─── Data provided
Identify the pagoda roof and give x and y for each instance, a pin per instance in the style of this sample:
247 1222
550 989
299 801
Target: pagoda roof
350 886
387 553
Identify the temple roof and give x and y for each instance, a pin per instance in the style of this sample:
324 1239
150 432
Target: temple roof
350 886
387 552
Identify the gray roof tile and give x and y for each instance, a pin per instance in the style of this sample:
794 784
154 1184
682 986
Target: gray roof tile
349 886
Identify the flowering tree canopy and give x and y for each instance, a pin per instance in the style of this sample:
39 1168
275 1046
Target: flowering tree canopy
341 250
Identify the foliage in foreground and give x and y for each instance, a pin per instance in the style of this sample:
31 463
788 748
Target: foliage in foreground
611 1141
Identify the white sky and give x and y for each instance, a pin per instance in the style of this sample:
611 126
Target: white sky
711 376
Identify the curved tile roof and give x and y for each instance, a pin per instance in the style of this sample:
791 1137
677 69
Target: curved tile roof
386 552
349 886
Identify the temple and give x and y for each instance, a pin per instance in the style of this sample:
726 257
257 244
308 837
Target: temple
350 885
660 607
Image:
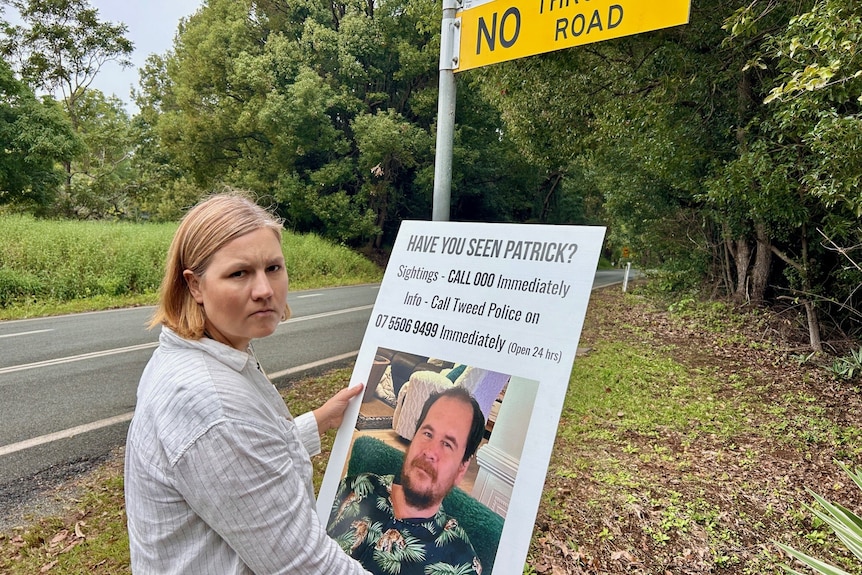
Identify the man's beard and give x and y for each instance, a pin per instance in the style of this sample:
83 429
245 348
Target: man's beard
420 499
──────
## [Your objective]
Rewrite all of the data above, changing every "sample" to "example" and keeping everything else the same. Leave the pictures out.

## [Final answer]
Identify the pagoda roof and give x and y for each instance, a pin per instance in the style of this example:
247 1222
550 989
299 801
Target: pagoda roof
350 886
387 553
Identify the temple roof and give x and y for each instance, a pin per instance in the style of this example:
324 1239
150 432
Target: temple roof
350 886
387 552
Identify the gray roof tile and give x and y for each instance, a pin per instance in the style of this example:
794 784
154 1184
682 986
Target: gray roof tile
349 886
Identify the flowering tree canopy and give x and y for each instance, a pin per instance in the style of this example:
39 1168
275 1046
Target: flowering tree canopy
341 250
Identify the foliage in foreground and give x and y for each instance, a pin per instance in the style of this example:
31 463
788 748
Target: foliage in foreground
611 1141
Identify the white sky and give x and y for each instance, a pin per instance in the style of this example:
611 126
Target: white sky
711 376
Identify the curved tile roof and give x and y for each instance, a pin per instance in the style of this example:
791 1137
677 69
Target: curved tile roof
386 552
349 886
Identify the temple and give x and y for each instance, a pin per instance in the style of this example:
726 257
257 244
308 837
Target: temple
350 885
660 607
Image:
Identify the man's beard and give x and y for each instance, a pin per instance in the style of this example:
83 429
245 348
Target: man's beard
420 499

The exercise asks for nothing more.